§ Task statement:
Please retype the records below exactly as they appear, but leave out the pictures.

(Saved data entries)

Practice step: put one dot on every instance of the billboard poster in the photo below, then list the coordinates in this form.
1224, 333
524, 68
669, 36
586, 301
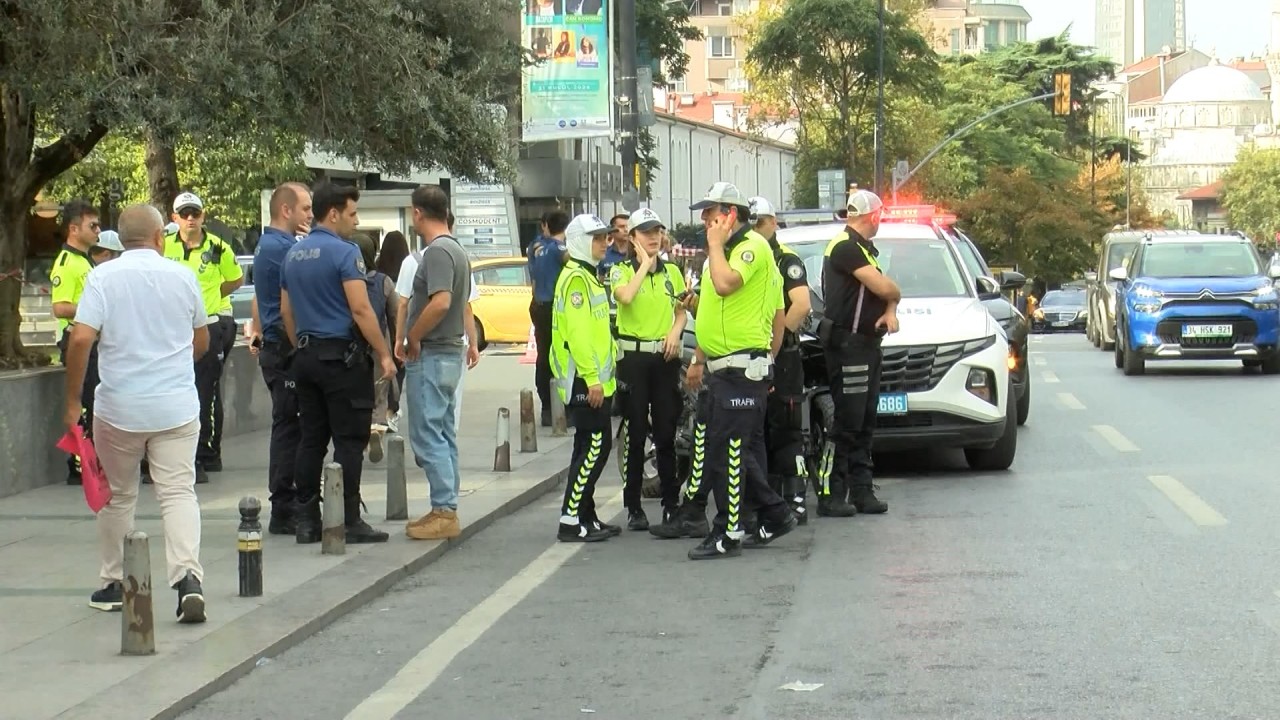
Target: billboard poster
567, 94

§ Task answer:
Practice step: put one dot on every instance of the billboard poster in the photo below, then list the coordinates in this form.
1224, 333
524, 68
669, 36
586, 301
Target: billboard poster
567, 94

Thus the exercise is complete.